Extracted text>
Content |
|
- |
Impairment Losses
31. After
application of the equity method, including recognising the
associate’s losses in accordance with paragraph 29, the
investor applies the requirements of IAS 39 to determine
whether it is necessary to recognise any additional impairment
loss with respect to the investor’s net investment in the
associate.
32. The investor
also applies the requirements of IAS 39 to determine whether
any additional impairment loss is recognised with respect to
the investor’s interest in the associate that does not
constitute part of the net investment and the amount of that
impairment loss.
33. Because goodwill included in the
carrying amount of an investment in an associate is not
separately recognised, it is not tested for impairment
separately by applying the requirements for impairment
testing goodwill in IAS 36 Impairment of Assets. Instead,
the entire carrying amount of the investment is tested under
IAS 36 for impairment, by comparing its recoverable amount
(higher of value in use and fair value less costs to sell)

Extracted records
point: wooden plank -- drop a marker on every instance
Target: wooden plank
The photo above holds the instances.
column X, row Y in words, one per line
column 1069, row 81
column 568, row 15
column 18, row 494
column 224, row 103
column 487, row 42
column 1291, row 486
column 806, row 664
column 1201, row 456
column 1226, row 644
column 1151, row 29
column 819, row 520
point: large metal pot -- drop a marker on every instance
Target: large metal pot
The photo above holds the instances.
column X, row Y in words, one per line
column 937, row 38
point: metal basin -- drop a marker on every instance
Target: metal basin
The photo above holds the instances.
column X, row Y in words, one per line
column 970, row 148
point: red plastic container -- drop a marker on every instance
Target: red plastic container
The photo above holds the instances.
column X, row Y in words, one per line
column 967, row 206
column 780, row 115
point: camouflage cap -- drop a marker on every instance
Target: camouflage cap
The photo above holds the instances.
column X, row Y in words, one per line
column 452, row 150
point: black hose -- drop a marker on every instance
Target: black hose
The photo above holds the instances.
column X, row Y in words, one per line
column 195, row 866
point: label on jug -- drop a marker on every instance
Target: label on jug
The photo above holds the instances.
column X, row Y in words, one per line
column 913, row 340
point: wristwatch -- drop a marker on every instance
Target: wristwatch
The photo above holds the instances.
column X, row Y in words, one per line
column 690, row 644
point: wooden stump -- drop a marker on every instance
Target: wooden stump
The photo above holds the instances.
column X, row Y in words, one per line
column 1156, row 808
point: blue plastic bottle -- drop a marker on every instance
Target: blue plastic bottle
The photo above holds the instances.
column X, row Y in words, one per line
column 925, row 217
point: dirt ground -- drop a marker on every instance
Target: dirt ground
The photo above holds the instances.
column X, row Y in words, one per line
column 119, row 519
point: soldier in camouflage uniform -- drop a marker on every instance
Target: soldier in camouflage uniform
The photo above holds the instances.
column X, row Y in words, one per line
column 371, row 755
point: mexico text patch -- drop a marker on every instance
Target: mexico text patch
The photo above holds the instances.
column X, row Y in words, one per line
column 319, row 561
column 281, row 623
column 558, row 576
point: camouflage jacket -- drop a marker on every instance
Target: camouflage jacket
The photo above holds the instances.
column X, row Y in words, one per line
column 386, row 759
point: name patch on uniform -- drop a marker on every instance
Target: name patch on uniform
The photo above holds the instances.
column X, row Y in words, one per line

Exercise objective>
Can you reproduce the passage on impairment losses from "32. The investor" to "costs to sell)", swapping every "carrying amount" for "book value"? These records come from a separate source.

Result of the exercise>
32. The investor
also applies the requirements of IAS 39 to determine whether
any additional impairment loss is recognised with respect to
the investor’s interest in the associate that does not
constitute part of the net investment and the amount of that
impairment loss.
33. Because goodwill included in the
book value of an investment in an associate is not
separately recognised, it is not tested for impairment
separately by applying the requirements for impairment
testing goodwill in IAS 36 Impairment of Assets. Instead,
the entire book value of the investment is tested under
IAS 36 for impairment, by comparing its recoverable amount
(higher of value in use and fair value less costs to sell)